- **What to work on**
Please restate the data word for word.

Entries taken from a collection:
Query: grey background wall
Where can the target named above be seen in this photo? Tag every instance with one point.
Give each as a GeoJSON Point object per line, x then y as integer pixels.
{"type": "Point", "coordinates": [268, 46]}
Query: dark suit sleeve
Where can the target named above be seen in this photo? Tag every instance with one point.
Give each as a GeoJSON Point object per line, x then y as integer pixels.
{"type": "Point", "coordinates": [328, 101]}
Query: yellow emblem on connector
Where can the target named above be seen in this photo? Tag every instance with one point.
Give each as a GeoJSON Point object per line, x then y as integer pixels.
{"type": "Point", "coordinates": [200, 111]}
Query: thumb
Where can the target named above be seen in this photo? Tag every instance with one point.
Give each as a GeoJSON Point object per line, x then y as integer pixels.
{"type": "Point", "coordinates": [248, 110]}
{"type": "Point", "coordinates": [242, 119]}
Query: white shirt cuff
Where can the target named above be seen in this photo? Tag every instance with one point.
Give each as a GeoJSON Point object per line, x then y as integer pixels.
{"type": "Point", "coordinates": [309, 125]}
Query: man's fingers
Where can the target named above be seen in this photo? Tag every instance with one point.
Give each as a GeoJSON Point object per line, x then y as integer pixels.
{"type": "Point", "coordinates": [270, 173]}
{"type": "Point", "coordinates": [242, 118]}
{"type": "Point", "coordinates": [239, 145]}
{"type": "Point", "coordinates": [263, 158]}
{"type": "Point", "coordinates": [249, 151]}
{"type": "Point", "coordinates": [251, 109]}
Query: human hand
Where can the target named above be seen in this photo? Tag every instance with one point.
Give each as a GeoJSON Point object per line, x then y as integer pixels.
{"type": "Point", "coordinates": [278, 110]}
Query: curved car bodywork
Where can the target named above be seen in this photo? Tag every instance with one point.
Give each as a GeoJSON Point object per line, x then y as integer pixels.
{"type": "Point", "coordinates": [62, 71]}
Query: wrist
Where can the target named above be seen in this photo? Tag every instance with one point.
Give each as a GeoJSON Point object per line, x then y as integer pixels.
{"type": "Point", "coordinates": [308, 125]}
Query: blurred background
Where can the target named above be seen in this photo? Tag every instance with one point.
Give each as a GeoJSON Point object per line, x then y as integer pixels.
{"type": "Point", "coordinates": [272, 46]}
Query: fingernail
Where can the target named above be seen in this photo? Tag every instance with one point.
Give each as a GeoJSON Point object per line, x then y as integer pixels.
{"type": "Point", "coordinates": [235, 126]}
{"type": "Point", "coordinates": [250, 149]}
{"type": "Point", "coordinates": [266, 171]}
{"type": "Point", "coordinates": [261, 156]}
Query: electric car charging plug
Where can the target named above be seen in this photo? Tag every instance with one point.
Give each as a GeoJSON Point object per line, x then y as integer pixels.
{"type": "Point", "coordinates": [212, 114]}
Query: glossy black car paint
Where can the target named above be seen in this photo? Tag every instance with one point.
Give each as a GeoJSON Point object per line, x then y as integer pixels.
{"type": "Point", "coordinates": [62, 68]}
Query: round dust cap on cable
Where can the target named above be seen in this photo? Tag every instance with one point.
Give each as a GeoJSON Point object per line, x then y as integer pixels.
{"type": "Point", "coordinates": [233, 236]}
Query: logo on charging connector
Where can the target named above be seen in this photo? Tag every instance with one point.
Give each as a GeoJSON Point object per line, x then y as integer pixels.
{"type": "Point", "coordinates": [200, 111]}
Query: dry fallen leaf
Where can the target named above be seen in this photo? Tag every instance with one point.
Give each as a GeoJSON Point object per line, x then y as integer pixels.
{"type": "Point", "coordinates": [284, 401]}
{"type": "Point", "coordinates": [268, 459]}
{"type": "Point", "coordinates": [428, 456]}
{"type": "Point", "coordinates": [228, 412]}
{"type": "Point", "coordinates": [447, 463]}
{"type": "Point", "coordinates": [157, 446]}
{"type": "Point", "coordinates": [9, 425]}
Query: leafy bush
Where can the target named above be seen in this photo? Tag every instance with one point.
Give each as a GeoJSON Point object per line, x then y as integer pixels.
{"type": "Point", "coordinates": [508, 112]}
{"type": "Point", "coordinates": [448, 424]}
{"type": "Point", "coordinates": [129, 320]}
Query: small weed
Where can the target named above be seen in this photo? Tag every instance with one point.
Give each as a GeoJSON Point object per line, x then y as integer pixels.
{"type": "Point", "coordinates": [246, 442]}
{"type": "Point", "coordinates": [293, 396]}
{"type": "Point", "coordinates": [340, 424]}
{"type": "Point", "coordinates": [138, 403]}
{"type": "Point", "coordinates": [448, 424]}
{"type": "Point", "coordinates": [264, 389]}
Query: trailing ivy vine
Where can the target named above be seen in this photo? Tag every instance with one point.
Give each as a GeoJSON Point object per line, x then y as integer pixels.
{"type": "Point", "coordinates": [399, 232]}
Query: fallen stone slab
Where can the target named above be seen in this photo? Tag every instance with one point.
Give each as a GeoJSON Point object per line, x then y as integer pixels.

- **Written solution**
Query: grey background wall
Where can the target named above be seen in this photo? Tag every instance with one point.
Give each as a GeoJSON Point object per line, x then y as integer pixels.
{"type": "Point", "coordinates": [268, 46]}
Query: dark suit sleeve
Where can the target named above be seen in this photo? Tag every instance with one point.
Give each as a GeoJSON Point object per line, x then y as integer pixels.
{"type": "Point", "coordinates": [328, 101]}
Query: yellow emblem on connector
Where can the target named above be seen in this photo? Tag every instance with one point.
Give each as a GeoJSON Point object per line, x then y as integer pixels.
{"type": "Point", "coordinates": [200, 111]}
Query: thumb
Where can the target named above be seen in this photo? Tag every instance with one point.
Give each as a GeoJSON Point object per line, x then y as integer pixels.
{"type": "Point", "coordinates": [248, 110]}
{"type": "Point", "coordinates": [242, 119]}
Query: white shirt cuff
Where can the target named above be seen in this photo? Tag every instance with one point.
Give each as a GeoJSON Point object per line, x then y as integer pixels.
{"type": "Point", "coordinates": [309, 125]}
Query: man's fingers
Where can the target named above be seen in this photo? Tag every instance with one point.
Give each as a GeoJSON Point object per line, x then y as integer pixels.
{"type": "Point", "coordinates": [270, 173]}
{"type": "Point", "coordinates": [242, 118]}
{"type": "Point", "coordinates": [239, 145]}
{"type": "Point", "coordinates": [263, 158]}
{"type": "Point", "coordinates": [249, 151]}
{"type": "Point", "coordinates": [251, 109]}
Query: human hand
Where can the target named above be seen in this photo? Tag every instance with one point.
Give each as a GeoJSON Point object per line, x then y as integer pixels.
{"type": "Point", "coordinates": [278, 110]}
Query: curved car bodywork
Where can the target named above be seen in this photo? Tag every instance with one point.
Give each as a GeoJSON Point object per line, x then y as integer pixels.
{"type": "Point", "coordinates": [62, 71]}
Query: wrist
Where can the target named above be seen in this photo? Tag every instance with one point.
Give each as a GeoJSON Point object per line, x then y as integer pixels.
{"type": "Point", "coordinates": [308, 125]}
Query: blurred background
Where can the target named above be seen in this photo? Tag every instance with one point.
Give each as a GeoJSON Point object per line, x then y as integer pixels.
{"type": "Point", "coordinates": [272, 46]}
Query: fingernail
Where can the target named above be seen in this photo? Tag every instance with one point.
Give each as a GeoJSON Point object per line, x then y as integer pixels.
{"type": "Point", "coordinates": [235, 126]}
{"type": "Point", "coordinates": [250, 149]}
{"type": "Point", "coordinates": [266, 171]}
{"type": "Point", "coordinates": [261, 156]}
Query: electric car charging plug
Where can the target named above be seen in this photo? Tag every instance with one point.
Give each as a GeoJSON Point object per line, x then y as integer pixels.
{"type": "Point", "coordinates": [212, 114]}
Query: glossy black car paint
Where can the target named above be seen in this photo? Tag every instance with one point.
Give each as a GeoJSON Point object per line, x then y as integer pixels.
{"type": "Point", "coordinates": [62, 68]}
Query: round dust cap on cable
Where can the target named above be seen in this photo? Tag every instance with one point.
Give each as a GeoJSON Point object per line, x then y as integer pixels.
{"type": "Point", "coordinates": [233, 236]}
Query: logo on charging connector
Where can the target named above be seen in this photo? Tag every instance with one point.
Give each as a GeoJSON Point object per line, x then y as integer pixels.
{"type": "Point", "coordinates": [200, 111]}
Query: dry fallen leaf
Where can the target named above be seen in this photo? Tag every instance with one point.
Give each as a GeoJSON Point object per line, x then y as integer pixels.
{"type": "Point", "coordinates": [284, 401]}
{"type": "Point", "coordinates": [268, 459]}
{"type": "Point", "coordinates": [428, 456]}
{"type": "Point", "coordinates": [228, 412]}
{"type": "Point", "coordinates": [447, 463]}
{"type": "Point", "coordinates": [157, 446]}
{"type": "Point", "coordinates": [9, 425]}
Query: leafy bush
Where can the target named above be seen in this photo? Tag every instance with one point.
Give each as a GeoJSON Point object per line, x then y as integer pixels.
{"type": "Point", "coordinates": [508, 112]}
{"type": "Point", "coordinates": [448, 424]}
{"type": "Point", "coordinates": [129, 320]}
Query: small weed
Where can the target named above be seen in this photo? Tag every instance with one point.
Give each as a GeoJSON Point object per line, x then y as integer pixels.
{"type": "Point", "coordinates": [246, 442]}
{"type": "Point", "coordinates": [293, 396]}
{"type": "Point", "coordinates": [340, 424]}
{"type": "Point", "coordinates": [138, 403]}
{"type": "Point", "coordinates": [448, 424]}
{"type": "Point", "coordinates": [264, 389]}
Query: trailing ivy vine
Where can the target named above be seen in this photo? Tag every instance with one point.
Give each as a GeoJSON Point object per line, x then y as integer pixels.
{"type": "Point", "coordinates": [399, 232]}
Query: fallen stone slab
Where can the target named above be seen in this photo? Tag every instance with one point.
Give each as a GeoJSON Point object per line, x then y as integer pixels.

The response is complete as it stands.